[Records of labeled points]

##########

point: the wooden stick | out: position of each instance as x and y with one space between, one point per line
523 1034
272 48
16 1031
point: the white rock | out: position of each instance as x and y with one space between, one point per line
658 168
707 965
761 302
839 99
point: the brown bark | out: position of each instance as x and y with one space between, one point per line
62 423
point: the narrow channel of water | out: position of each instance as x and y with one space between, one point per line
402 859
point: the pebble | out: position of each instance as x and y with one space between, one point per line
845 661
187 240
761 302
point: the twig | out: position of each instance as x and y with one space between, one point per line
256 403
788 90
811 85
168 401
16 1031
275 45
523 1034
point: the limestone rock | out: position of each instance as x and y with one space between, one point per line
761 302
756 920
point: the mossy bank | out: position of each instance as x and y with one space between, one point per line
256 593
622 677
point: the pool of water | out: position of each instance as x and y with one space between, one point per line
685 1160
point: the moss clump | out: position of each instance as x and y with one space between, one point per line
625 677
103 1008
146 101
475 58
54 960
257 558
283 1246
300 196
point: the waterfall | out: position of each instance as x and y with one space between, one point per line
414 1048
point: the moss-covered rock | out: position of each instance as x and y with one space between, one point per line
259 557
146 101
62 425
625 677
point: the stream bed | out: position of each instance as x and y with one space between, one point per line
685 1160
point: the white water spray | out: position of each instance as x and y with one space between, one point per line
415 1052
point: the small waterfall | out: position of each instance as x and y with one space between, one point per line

##########

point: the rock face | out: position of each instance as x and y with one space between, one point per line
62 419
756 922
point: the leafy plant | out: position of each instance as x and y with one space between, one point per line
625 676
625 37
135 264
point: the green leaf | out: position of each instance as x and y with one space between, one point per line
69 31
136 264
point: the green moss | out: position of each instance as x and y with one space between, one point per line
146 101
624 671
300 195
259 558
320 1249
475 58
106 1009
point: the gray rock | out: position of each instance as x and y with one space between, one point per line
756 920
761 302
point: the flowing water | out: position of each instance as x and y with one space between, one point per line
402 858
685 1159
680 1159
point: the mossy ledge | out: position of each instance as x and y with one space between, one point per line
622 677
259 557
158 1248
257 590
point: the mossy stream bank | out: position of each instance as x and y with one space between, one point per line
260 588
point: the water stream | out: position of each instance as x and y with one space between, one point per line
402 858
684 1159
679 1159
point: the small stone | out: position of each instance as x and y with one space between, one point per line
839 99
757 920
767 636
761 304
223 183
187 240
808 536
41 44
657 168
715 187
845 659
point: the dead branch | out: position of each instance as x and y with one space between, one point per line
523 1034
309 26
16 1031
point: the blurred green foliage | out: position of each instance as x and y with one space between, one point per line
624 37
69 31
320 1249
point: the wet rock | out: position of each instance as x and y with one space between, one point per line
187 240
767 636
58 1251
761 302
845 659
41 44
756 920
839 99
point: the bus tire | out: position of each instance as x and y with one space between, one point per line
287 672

##########

[EXERCISE DESCRIPTION] How many lines of the data above contain the string "green"? Case counts, and give only the number.

[ANSWER FOR THE TASK] 3